____ Data excerpts

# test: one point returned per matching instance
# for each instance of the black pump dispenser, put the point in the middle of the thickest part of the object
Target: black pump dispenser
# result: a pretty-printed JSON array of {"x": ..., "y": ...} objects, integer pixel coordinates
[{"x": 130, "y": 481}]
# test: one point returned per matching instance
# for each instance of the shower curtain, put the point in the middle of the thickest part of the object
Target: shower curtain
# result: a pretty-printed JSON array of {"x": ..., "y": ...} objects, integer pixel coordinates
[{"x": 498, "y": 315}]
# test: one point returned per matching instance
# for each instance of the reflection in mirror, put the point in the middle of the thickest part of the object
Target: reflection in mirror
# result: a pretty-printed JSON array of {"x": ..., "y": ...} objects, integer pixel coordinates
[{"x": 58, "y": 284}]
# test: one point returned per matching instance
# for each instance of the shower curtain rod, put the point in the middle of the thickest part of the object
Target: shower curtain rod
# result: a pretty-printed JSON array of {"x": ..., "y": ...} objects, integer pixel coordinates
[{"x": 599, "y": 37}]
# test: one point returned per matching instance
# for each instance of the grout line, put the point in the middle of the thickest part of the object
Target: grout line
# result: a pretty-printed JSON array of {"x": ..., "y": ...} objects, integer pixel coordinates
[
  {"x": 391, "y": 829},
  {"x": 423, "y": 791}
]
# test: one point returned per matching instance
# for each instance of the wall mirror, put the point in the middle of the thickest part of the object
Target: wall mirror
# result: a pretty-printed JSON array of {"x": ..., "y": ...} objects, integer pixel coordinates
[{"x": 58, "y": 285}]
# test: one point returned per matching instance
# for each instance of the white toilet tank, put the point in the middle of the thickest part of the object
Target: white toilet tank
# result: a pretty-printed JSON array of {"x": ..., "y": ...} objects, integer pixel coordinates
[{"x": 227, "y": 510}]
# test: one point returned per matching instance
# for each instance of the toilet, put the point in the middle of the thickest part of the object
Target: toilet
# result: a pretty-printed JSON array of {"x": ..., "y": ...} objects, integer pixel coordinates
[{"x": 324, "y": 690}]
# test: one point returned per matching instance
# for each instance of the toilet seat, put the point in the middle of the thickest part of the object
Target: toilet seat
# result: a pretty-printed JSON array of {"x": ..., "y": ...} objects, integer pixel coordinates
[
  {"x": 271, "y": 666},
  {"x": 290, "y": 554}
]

________

Stated goal: Collect each line of the data above that contains the string "mirror", treating uppercase and lowercase as distinct.

Task answer:
# for each instance of the reflection in mirror, put the point in the middle of the thickest part of the object
Target: reflection in mirror
# for each instance of the wall mirror, put the point in the middle of the thickest part of the object
Target: wall mirror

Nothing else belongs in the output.